===== Provided passage

The provider had improved their recruitment practices and we found all the required staff pre-employment checks had been completed to ensure staff would be suitable to work at the home.

People received their prescribed medicines safely and had access to healthcare services when they needed them. People liked the food and told us their preferences were catered for. People received the support they needed to eat and drink enough.

Staff had a good knowledge of their responsibilities for keeping people safe from abuse. Staff sought people's consent before they provided their care and support. Where people were unable to make certain decisions about their care the legal requirements of the Mental Capacity Act (MCA) 2005 and the Deprivation of Liberty Safeguards (DoLS) were followed.

Care plans were based around the individual preferences of people as well as their medical needs. They gave a good level of detail for staff to know what support people required. Staff received training and supervision to support them to meet the individual needs of people effectively.

People were treated with kindness, compassion and respect and staff promoted people's independence and right to privacy. The staff were committed to enhancing people's lives and provided people with positive care experiences.

People knew how to make a complaint. People told us the manager and staff would do their best to put things right if they ever needed to complain.

Inspection areas



Updated 13 January 2017

The service was safe.

People felt safe living at the home and staff understood their responsibilities to report abuse.

The environment was safely maintained and staff knew how to protect people from the risks associated with their care.

==========

• Task item
In the care home inspection report, which legal requirements were followed when people were unable to make certain decisions about their care?

===== Dataset excerpts

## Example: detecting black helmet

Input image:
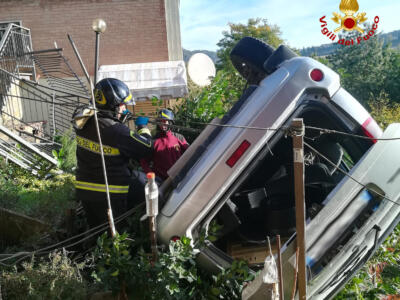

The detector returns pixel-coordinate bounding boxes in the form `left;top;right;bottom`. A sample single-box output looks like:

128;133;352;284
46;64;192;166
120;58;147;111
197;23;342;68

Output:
158;108;174;122
94;78;135;112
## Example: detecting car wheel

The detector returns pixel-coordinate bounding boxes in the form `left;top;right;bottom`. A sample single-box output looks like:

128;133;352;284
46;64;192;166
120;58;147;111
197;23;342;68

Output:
230;37;274;84
264;45;298;74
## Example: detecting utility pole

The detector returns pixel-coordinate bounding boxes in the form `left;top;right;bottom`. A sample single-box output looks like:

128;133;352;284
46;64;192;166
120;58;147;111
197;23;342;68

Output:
291;119;307;300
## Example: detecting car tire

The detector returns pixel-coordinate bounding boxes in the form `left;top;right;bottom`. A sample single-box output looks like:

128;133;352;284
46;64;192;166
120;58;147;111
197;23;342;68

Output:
230;37;274;84
263;45;298;74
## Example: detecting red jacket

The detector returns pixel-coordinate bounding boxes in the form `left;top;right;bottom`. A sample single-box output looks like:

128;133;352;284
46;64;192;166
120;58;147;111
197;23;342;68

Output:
140;131;189;180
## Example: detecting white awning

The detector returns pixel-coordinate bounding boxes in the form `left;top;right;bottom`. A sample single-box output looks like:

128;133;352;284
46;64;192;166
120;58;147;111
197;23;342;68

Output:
98;61;188;101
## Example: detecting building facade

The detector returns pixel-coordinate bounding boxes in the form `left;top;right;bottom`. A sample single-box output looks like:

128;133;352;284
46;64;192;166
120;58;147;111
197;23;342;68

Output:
0;0;186;112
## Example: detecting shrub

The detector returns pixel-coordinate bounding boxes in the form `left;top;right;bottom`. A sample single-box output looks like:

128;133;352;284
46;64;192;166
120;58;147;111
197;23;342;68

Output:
1;252;88;300
0;169;76;224
93;226;253;300
52;128;77;172
368;92;400;128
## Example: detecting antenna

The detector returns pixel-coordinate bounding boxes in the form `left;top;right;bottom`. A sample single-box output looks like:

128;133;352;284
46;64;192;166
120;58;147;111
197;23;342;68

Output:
188;53;216;86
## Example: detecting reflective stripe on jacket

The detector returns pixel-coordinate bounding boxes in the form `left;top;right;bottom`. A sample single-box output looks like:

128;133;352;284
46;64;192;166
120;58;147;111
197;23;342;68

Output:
74;180;129;194
74;112;153;186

==========

• Result for this task
The Mental Capacity Act (MCA) 2005 and the Deprivation of Liberty Safeguards (DoLS).